--- START Records for the exercise ---

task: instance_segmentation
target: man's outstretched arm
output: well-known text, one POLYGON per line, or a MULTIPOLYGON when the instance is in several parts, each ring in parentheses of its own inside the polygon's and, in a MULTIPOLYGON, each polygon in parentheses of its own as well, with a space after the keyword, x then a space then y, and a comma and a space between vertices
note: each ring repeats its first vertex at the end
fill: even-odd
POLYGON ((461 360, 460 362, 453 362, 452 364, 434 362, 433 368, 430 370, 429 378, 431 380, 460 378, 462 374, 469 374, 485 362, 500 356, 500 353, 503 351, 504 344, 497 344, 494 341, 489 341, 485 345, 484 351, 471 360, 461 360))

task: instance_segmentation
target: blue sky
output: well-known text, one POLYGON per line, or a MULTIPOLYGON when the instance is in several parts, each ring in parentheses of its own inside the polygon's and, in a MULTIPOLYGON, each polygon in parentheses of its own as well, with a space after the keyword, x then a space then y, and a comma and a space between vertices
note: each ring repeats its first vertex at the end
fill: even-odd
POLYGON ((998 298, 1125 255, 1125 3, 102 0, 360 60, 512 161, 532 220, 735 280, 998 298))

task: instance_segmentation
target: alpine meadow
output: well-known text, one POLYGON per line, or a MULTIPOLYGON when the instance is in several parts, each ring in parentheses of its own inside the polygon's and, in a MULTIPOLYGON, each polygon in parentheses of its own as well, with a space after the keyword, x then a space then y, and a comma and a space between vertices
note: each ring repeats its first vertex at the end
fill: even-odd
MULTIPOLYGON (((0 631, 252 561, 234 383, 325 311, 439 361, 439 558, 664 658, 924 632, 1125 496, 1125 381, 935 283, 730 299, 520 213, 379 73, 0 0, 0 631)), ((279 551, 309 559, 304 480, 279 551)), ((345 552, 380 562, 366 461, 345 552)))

--- END Records for the exercise ---

▶ **Work required**
Transcribe the entries from the start through the line containing "target: man's outstretched arm", including that line.

▶ **Task response**
task: instance_segmentation
target: man's outstretched arm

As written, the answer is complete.